What is required> Determine how many lines of the data below contain "shadow", then give only that number.

Information supplied: Begin

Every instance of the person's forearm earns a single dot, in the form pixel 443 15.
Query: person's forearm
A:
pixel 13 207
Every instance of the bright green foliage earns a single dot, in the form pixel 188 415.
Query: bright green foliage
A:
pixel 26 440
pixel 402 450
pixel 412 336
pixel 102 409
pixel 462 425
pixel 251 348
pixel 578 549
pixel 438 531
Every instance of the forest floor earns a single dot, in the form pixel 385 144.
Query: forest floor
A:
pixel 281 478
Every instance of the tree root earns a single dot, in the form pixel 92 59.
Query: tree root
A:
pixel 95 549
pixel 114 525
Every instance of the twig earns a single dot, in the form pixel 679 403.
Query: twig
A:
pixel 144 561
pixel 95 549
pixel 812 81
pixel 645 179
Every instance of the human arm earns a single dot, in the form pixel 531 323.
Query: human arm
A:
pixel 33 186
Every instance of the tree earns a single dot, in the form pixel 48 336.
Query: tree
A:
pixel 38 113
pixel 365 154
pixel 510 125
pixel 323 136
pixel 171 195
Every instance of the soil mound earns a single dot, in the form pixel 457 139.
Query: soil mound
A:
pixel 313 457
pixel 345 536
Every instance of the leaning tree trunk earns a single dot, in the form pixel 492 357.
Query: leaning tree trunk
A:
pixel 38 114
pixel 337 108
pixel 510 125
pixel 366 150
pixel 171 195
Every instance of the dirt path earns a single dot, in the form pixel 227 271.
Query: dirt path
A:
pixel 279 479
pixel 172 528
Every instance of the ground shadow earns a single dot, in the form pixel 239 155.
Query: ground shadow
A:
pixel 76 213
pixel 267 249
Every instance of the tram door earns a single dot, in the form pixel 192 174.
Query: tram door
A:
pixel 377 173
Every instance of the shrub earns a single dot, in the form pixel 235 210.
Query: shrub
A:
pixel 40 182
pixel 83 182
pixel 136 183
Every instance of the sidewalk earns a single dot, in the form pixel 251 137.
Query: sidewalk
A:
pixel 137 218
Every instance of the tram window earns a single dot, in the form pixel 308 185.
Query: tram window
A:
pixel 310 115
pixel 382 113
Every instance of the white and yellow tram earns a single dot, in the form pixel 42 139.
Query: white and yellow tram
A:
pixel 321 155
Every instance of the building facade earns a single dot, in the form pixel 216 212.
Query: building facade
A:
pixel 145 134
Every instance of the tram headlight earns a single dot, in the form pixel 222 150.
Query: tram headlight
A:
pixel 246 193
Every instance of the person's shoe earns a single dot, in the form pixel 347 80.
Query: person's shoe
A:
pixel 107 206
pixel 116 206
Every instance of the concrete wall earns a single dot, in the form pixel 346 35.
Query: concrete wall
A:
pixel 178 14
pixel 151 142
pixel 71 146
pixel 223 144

Information supplied: End

Answer to this task> 2